_Task details_
Identify every line of the material below that contains the word "green", and copy each such line in full.

_Provided data_
=======
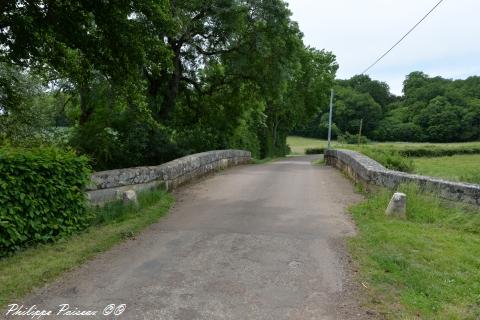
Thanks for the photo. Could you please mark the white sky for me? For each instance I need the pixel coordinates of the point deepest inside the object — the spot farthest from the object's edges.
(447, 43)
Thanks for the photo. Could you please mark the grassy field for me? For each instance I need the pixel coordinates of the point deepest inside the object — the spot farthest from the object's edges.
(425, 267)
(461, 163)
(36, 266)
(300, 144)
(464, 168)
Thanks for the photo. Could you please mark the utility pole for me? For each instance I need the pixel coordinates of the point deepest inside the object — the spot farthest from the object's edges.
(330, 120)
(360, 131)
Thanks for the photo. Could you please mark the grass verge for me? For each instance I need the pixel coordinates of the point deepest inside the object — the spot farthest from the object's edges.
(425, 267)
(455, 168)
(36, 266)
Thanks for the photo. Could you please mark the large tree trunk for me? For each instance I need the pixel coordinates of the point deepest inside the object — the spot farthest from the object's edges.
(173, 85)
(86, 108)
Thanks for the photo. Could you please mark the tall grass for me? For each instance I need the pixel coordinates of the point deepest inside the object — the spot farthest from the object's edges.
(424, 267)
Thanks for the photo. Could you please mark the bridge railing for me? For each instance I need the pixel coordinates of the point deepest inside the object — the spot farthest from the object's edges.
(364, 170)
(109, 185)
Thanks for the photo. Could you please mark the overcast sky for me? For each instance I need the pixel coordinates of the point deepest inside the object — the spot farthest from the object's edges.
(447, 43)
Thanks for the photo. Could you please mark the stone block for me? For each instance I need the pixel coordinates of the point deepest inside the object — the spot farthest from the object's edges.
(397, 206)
=======
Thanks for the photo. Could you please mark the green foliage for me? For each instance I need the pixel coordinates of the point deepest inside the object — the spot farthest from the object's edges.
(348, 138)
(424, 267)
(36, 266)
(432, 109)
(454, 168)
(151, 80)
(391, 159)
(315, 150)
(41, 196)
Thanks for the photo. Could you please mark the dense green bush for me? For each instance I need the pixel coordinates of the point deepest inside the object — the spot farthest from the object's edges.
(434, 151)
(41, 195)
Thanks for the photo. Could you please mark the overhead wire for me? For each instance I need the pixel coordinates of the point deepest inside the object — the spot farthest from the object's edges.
=======
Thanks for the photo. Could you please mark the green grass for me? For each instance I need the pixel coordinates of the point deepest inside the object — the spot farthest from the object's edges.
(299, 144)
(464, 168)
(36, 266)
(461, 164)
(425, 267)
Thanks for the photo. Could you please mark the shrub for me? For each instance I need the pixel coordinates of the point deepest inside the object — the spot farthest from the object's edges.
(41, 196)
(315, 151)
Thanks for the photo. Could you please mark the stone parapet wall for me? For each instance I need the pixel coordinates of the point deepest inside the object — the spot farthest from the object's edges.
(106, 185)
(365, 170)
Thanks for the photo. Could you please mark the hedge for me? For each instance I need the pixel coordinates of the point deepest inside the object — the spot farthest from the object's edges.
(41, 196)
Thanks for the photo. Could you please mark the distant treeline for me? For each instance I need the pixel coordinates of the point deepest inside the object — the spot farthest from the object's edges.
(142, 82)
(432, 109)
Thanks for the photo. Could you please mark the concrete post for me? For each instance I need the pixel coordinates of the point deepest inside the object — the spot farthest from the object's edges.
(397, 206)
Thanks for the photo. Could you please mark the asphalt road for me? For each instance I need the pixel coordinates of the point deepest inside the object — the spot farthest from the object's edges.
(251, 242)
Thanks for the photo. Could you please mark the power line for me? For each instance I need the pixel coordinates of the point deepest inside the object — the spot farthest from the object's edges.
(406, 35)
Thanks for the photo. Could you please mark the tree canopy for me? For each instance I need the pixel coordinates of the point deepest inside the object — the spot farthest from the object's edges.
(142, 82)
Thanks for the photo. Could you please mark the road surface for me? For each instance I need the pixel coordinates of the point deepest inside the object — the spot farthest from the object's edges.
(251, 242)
=======
_Response to this exercise_
Thanks for the photo. Could you please mark the green foliage for me? For each instance I need the pixel coordinates of the point deepest inside the object — the spot farthest from the object's edges.
Thanks for the photo. Could you please mark the dense green bush for me? For each instance I need the pixel coordinates of the point deepest inside the object — the spot farthest from the object's edges.
Thanks for the photo. Could you please mark the green grass for me? For each instance I need the pixel coordinates of the point deepest inside the object — the spot farthest from the object's edges.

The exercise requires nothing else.